> [Dataset rows]:
● ● ● ● ● ● ●

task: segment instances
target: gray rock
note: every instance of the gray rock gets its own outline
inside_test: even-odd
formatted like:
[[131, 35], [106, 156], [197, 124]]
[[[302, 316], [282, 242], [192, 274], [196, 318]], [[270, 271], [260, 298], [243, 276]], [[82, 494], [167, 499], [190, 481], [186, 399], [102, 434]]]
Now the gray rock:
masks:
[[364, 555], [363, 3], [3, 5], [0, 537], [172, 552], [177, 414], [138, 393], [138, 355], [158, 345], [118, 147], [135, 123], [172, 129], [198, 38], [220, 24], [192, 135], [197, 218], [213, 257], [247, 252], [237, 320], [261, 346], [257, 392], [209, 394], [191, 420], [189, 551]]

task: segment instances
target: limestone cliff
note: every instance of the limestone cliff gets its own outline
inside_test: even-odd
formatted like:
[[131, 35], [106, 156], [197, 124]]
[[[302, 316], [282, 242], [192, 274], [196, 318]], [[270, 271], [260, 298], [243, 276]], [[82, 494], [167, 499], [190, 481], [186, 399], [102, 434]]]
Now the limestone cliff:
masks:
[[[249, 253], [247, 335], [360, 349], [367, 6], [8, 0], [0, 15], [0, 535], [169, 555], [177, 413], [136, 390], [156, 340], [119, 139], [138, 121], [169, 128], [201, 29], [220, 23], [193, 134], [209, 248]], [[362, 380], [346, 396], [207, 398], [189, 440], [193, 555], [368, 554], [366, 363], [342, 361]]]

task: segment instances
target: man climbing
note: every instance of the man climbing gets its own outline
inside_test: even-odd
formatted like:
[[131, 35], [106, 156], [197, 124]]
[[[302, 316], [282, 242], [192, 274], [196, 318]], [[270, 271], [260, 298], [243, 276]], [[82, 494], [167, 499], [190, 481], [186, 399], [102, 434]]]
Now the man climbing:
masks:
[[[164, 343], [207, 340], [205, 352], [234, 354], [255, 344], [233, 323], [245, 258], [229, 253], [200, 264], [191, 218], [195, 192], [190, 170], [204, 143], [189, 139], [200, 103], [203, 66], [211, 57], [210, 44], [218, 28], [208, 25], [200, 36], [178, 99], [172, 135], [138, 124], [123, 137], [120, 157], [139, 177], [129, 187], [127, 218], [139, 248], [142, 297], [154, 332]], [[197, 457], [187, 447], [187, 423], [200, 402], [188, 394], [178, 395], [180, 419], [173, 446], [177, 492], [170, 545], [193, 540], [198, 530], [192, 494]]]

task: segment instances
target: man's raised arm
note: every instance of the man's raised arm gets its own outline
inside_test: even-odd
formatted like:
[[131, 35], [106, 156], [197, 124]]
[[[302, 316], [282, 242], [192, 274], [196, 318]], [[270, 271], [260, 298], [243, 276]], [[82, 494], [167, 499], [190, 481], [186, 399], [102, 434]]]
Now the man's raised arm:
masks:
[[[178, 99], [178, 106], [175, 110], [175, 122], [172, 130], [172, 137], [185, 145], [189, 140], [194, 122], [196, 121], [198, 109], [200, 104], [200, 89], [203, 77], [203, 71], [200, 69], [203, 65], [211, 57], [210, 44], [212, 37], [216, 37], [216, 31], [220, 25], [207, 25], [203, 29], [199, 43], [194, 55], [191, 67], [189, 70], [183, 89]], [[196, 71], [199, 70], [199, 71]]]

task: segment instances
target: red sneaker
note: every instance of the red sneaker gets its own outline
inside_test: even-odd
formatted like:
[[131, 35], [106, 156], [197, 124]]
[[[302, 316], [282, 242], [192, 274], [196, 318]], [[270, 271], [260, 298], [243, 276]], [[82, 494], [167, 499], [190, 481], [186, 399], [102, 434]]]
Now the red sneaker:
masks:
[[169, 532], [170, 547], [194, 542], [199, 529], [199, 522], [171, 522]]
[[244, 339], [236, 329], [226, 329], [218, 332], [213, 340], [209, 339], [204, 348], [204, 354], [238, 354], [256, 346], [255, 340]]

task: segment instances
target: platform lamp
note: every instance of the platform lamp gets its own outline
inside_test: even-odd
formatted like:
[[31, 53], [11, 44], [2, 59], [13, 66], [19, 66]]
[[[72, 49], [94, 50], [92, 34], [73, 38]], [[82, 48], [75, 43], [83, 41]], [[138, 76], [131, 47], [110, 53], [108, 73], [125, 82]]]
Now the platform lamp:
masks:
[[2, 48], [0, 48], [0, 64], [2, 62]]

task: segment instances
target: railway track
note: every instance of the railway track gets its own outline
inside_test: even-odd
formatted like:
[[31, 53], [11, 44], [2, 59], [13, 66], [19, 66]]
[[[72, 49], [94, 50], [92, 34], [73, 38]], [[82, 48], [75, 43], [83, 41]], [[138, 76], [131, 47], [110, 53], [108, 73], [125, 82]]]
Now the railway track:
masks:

● ● ● ● ● ● ●

> [Requirement]:
Report every line in the rows above that contains the string "sneaker", matching uppercase and lowercase exactly.

> [Reply to the exercise]:
target: red sneaker
note: every instance of the red sneaker gets its own outline
Now the red sneaker:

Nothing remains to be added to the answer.